> _ЗАДАНИЯ К РАБОТЕ_:
- A) По тексту о Михаиле Левитине объясните, почему труппа «Эрмитажа» перестала ездить в Латинскую Америку.
- B) Воспроизведите дословно фрагмент текста о Михаиле Левитине между словами «Все начиналось в Одессе —» и «лишь в первом классе.» включительно.
- C) Кто, согласно тексту о Михаиле Левитине, подарил ему первую «Книгу для записей»?

Все начиналось в Одессе — с любви к бамбуковой палочке (вероятно, мама задергивала этой палочкой шторы). Он стал ее подбрасывать. Играть с палочкой и с деревянными катушками из-под ниток ему было интереснее, чем с пистолетами и машинками. К карандашам перешел, начав писать, — а случилось это рано: его пьесу ставила пионервожатая, когда он учился всего лишь в первом классе.

 

А бумага играет роль?

Да. Трудновато даются блокноты. Когда-то мне казалось, что для меня важны «Книги для записей». Первую мне подарил Михаил Жванецкий много лет назад. Толстущая книга. В ней заполнена мной одна страничка. Больше я не смог в ней писать. Она как бы закончена. Отсюда пришло желание оставлять в своих писаниях пустые страницы. Я сейчас пишу книгу о Таирове для серии «ЖЗЛ». Я ничего не знаю про целые периоды его жизни — про детство, гимназию. То есть я не знаю ничего ДЛЯ СЕБЯ — другим хватило бы на сто романов. Но с моим уважением к некоторым жизням (не ко всем, конечно, — ко многим даже интереса нет) я должен знать все. А так как не знаю, думаю, дай-ка я пропущу и те, кто будет в дальнейшем писать о Таирове, пусть заполнят эти места.

 

Сейчас Михаил Левитин простым карандашом на обычной бумаге пишет пьесу по роману «Золотой теленок» — вместе с редактором журнала «Театр» Валерием Семеновским. За постановку «Золотого теленка» он долго боялся браться. Чтобы легче было понять почему, надо начать с других примеров. У «Эрмитажа» есть почетное звание — театр Латинской Америки. Актеры объездили ее почти всю, потому что их главный режиссер мечтал жить и умереть в Латинской Америке. Но там, в Боготе, умер художник Давид Боровский, с которым Левитин поставил немало спектаклей и которого любил безмерно. Тогда он объявил труппе: «В Латинскую Америку мы больше не поедем, поскольку там умер Давид». Ему сказали: «Но континент же не виноват». Он ответил: «Континент лично передо мной виноват...» Точно так же он переносит вину отдельных людей на произведения близких им авторов. Так, из-за конфликта с человеком, помогавшим в работе над главным спектаклем его жизни — «Нищий, или Смерть Занда», — он перестал читать любимейшего Олешу. С Ильфом и Петровым — похожая история… Но потом он все-таки преодолевал себя. 

 

«Золотой теленок» для вас — это из одесского детства?

«Золотой теленок», как и «Похождения бравого солдата Швейка», — любимые книги. У меня была еще третья любимая книга — «Трилогия желания» Драйзера («Финансист», «Титан» и «Стоик»). Я читал ее примерно с пяти лет. Это привело к тому, что я ничего не понимаю в банковских делах и абсолютно не готов к сегодняшнему времени. Книга возбуждала аппетит — я очень много ел, когда ее читал. Вероятно, акулы капитализма, жадно живущие люди, пожиратели, вызывали у меня какие-то вкусовые ощущения.

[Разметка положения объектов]
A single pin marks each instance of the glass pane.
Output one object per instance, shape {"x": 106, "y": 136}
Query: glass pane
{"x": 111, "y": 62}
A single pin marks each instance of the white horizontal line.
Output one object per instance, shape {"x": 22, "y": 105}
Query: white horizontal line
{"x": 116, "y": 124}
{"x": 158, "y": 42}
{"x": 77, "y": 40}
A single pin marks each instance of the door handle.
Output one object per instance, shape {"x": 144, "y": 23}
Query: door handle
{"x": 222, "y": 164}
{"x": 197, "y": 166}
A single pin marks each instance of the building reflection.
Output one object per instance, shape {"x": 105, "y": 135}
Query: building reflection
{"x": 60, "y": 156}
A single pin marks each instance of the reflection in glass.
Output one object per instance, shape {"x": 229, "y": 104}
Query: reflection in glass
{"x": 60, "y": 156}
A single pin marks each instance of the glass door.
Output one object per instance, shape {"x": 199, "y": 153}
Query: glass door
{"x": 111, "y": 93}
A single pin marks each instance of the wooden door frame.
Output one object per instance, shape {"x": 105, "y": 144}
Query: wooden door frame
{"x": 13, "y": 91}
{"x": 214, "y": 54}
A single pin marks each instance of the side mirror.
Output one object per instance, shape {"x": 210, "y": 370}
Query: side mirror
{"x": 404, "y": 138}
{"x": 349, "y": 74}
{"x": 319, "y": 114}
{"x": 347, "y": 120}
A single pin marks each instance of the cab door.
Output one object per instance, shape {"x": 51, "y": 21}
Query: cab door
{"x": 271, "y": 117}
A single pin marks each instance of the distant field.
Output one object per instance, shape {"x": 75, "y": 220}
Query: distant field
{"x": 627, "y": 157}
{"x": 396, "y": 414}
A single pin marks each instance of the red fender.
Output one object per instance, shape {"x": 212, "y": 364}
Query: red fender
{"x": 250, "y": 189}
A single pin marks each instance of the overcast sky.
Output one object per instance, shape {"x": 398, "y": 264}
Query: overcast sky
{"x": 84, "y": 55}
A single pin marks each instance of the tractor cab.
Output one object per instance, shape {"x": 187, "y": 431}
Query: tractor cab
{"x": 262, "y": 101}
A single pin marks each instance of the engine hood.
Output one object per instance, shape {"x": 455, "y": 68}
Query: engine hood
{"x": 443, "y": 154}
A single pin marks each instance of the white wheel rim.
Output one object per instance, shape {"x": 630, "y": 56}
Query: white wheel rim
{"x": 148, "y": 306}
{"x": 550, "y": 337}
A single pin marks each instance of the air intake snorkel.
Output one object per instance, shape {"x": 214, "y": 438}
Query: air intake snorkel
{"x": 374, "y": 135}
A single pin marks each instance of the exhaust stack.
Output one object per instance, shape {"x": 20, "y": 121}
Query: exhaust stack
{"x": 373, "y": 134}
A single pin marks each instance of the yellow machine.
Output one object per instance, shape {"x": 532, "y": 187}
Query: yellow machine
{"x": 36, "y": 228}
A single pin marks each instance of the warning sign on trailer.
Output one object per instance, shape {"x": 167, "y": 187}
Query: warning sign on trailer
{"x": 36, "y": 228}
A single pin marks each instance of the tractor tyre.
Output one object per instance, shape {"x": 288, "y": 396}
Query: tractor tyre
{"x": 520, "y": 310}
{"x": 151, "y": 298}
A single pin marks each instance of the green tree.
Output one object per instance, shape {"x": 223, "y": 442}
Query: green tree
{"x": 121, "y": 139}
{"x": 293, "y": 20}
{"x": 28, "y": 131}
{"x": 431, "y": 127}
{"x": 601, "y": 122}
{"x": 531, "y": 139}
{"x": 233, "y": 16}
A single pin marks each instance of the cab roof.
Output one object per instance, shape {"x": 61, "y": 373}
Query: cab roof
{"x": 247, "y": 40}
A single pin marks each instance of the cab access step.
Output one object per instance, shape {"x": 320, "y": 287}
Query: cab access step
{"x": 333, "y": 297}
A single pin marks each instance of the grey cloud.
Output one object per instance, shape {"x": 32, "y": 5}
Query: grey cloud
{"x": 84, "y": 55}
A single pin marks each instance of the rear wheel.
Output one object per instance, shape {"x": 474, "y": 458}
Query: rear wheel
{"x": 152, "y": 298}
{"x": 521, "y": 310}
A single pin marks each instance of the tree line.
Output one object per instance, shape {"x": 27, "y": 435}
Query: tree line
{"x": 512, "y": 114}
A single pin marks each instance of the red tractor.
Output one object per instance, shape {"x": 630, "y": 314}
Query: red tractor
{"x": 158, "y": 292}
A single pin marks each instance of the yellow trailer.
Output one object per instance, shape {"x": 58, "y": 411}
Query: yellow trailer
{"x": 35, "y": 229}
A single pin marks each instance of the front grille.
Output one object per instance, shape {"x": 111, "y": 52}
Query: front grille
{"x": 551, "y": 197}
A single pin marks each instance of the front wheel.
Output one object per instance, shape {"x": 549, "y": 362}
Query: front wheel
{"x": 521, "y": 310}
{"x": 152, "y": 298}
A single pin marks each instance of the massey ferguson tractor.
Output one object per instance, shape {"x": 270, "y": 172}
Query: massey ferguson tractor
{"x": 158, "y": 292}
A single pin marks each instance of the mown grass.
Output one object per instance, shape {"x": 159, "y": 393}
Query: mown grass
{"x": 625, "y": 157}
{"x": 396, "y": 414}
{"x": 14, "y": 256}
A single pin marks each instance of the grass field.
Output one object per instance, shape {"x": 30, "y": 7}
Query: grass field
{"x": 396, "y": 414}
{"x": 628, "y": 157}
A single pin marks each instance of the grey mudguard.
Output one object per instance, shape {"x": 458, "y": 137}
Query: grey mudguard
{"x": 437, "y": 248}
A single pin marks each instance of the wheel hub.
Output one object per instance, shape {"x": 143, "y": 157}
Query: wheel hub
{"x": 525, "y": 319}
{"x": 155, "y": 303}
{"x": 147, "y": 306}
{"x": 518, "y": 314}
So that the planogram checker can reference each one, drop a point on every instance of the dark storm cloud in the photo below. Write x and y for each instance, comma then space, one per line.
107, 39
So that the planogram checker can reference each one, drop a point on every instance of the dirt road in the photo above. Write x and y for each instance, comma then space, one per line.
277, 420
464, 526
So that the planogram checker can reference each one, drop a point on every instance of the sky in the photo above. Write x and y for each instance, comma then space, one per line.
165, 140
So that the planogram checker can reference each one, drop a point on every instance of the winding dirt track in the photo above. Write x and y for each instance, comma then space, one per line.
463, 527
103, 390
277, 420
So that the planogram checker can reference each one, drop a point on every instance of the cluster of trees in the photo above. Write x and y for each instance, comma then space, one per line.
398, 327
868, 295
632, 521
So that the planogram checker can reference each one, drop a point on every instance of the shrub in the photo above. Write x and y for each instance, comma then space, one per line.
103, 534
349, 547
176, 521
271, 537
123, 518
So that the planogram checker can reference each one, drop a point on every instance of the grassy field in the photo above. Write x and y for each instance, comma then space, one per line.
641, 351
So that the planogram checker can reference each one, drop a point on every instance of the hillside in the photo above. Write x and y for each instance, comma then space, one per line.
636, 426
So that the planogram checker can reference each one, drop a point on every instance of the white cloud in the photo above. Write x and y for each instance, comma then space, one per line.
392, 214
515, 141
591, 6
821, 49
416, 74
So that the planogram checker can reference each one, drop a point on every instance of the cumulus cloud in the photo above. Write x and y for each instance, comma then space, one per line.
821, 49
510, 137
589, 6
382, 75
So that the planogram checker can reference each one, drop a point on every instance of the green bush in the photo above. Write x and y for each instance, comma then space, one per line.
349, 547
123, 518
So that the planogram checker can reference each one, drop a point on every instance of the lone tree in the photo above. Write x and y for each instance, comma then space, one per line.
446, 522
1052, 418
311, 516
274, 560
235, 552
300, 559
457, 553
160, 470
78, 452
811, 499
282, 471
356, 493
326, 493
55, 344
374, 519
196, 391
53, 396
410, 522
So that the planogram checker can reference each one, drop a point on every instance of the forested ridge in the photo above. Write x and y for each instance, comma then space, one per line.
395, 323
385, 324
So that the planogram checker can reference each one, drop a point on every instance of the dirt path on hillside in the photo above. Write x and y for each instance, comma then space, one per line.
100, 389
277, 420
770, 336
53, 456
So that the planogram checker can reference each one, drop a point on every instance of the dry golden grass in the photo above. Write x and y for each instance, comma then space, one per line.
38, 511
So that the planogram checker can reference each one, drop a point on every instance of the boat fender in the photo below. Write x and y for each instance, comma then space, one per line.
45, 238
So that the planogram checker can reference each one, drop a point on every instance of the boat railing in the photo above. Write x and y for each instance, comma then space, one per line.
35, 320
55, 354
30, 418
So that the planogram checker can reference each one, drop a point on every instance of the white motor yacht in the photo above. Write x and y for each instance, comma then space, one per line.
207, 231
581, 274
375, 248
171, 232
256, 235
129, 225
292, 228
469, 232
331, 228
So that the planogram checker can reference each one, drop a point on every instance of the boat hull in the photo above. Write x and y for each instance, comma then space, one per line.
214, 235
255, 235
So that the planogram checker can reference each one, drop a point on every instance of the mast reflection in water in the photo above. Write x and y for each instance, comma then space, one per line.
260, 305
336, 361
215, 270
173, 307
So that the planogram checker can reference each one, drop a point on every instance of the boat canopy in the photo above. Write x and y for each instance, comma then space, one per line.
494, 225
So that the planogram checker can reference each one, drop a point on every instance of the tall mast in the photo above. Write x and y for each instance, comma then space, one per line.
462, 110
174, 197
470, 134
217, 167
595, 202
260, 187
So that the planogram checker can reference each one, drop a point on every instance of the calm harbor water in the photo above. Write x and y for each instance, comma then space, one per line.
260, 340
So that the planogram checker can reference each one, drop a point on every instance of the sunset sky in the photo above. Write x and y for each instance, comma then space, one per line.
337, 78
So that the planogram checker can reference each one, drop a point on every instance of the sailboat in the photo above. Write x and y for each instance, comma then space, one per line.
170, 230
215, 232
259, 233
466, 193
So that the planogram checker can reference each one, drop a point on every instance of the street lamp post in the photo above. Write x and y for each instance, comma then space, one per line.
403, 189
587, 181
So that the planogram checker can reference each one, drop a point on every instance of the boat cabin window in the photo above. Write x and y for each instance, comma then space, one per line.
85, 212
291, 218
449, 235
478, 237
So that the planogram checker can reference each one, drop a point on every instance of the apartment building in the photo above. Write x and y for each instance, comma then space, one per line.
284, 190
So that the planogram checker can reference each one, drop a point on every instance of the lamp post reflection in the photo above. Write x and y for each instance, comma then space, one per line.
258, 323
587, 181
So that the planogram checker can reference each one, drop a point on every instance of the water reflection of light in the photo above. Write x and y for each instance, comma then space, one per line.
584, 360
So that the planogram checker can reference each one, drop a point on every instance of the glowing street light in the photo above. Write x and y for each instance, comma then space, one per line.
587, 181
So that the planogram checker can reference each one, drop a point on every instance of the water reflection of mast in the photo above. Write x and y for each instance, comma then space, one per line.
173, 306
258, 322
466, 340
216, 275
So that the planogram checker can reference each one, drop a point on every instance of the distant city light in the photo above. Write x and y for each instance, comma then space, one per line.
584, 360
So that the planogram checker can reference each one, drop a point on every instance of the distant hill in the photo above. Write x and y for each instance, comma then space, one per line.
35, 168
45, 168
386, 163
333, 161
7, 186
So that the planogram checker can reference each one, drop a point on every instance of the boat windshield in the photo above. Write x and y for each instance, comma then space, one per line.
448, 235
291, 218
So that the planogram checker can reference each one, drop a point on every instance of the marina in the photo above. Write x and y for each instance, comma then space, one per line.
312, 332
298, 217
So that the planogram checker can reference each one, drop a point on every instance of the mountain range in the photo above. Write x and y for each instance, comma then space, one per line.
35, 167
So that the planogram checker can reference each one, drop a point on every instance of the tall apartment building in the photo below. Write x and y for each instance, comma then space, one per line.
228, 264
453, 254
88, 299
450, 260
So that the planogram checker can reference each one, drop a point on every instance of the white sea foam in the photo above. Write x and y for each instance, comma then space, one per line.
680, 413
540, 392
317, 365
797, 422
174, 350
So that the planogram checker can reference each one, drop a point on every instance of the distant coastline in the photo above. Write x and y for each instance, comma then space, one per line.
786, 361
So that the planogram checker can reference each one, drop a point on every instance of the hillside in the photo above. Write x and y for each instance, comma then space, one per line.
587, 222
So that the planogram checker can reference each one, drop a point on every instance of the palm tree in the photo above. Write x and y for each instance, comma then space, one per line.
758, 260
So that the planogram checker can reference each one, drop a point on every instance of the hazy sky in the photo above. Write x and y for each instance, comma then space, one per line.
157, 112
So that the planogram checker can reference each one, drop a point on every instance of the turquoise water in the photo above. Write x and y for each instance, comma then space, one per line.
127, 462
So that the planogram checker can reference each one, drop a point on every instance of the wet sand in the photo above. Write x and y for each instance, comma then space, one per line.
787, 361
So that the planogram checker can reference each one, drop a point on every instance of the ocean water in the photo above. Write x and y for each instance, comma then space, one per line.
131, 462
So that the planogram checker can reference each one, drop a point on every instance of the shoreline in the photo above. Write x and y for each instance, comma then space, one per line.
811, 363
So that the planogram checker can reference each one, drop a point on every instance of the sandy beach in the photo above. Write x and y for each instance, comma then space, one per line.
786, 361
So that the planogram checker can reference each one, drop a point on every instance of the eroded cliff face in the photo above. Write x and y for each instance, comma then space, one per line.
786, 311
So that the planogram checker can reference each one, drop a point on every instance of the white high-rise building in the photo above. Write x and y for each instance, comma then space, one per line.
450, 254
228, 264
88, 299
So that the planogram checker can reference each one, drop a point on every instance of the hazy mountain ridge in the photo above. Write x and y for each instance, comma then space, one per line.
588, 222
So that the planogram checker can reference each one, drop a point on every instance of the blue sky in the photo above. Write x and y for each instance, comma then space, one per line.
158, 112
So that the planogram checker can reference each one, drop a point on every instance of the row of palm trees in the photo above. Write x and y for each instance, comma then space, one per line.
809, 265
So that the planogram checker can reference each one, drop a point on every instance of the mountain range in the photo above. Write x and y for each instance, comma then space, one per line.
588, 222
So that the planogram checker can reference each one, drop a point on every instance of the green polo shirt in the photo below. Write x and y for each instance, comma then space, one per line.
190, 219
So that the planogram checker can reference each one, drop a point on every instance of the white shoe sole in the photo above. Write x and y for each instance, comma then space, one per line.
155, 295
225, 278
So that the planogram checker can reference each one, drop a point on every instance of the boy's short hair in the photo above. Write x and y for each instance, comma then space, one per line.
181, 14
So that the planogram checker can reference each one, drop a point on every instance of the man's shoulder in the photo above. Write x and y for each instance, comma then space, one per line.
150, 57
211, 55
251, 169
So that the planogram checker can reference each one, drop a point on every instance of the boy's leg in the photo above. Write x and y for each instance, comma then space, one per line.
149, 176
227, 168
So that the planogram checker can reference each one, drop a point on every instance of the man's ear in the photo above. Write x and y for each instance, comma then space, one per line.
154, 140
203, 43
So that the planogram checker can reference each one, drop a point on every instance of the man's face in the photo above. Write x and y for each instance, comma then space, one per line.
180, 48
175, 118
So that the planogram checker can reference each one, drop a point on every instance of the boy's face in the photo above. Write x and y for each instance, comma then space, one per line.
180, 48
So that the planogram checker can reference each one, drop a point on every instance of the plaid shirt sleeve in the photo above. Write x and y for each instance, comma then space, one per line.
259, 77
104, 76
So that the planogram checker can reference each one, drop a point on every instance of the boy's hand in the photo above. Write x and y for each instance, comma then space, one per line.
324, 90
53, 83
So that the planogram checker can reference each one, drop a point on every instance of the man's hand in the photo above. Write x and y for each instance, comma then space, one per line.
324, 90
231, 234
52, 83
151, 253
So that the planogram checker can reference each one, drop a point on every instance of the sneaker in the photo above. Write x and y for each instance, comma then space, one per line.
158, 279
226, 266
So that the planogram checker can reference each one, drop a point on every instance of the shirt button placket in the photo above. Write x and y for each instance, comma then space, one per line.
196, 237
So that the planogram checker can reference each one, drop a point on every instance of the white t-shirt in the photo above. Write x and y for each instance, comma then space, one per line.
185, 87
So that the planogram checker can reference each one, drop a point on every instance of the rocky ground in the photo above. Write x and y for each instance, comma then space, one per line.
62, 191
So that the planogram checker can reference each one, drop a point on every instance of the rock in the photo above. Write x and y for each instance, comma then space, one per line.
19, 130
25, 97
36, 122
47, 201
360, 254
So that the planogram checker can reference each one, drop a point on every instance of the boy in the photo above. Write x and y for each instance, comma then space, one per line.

> _ОТВЕТЫ К ЗАДАНИЯМ_:
- A) В Боготе умер художник Давид Боровский, с которым Левитин поставил немало спектаклей и которого любил безмерно. После этого Левитин объявил труппе, что в Латинскую Америку они больше не поедут.

- B)
Все начиналось в Одессе — с любви к бамбуковой палочке (вероятно, мама задергивала этой палочкой шторы). Он стал ее подбрасывать. Играть с палочкой и с деревянными катушками из-под ниток ему было интереснее, чем с пистолетами и машинками. К карандашам перешел, начав писать, — а случилось это рано: его пьесу ставила пионервожатая, когда он учился всего лишь в первом классе.

- C) Михаил Жванецкий.